Records from a dataset
'''

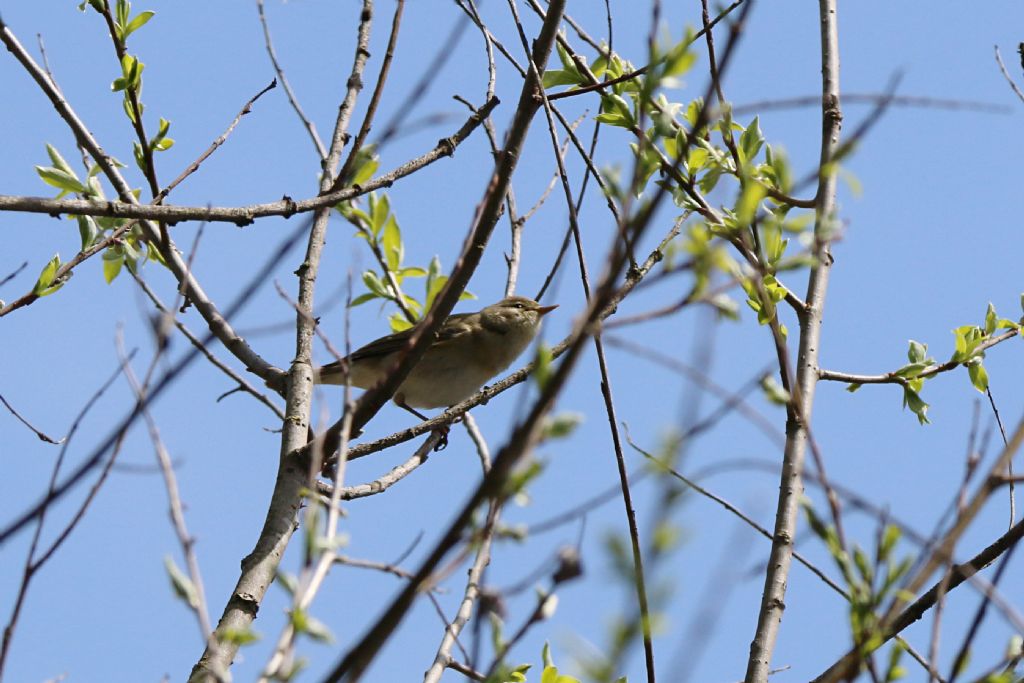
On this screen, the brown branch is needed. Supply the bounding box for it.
[332,0,406,189]
[0,98,499,226]
[303,0,569,464]
[0,358,126,678]
[153,81,278,204]
[744,0,843,683]
[818,328,1020,386]
[0,394,67,445]
[189,0,373,683]
[256,0,327,162]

'''

● **STATED EXERCISE**: Can you put every line of the items above into a JSON list of strings, one string per line, with blank lines dropped and the pictures left out?

● **COMPLETE RESPONSE**:
[
  "On this screen, the brown branch is needed. Supply the bounding box for it.",
  "[332,0,406,189]",
  "[0,98,499,226]",
  "[303,0,569,464]",
  "[0,358,126,678]",
  "[153,81,278,204]",
  "[744,0,843,683]",
  "[818,328,1020,386]",
  "[0,394,67,445]",
  "[189,0,373,683]",
  "[256,0,327,162]"
]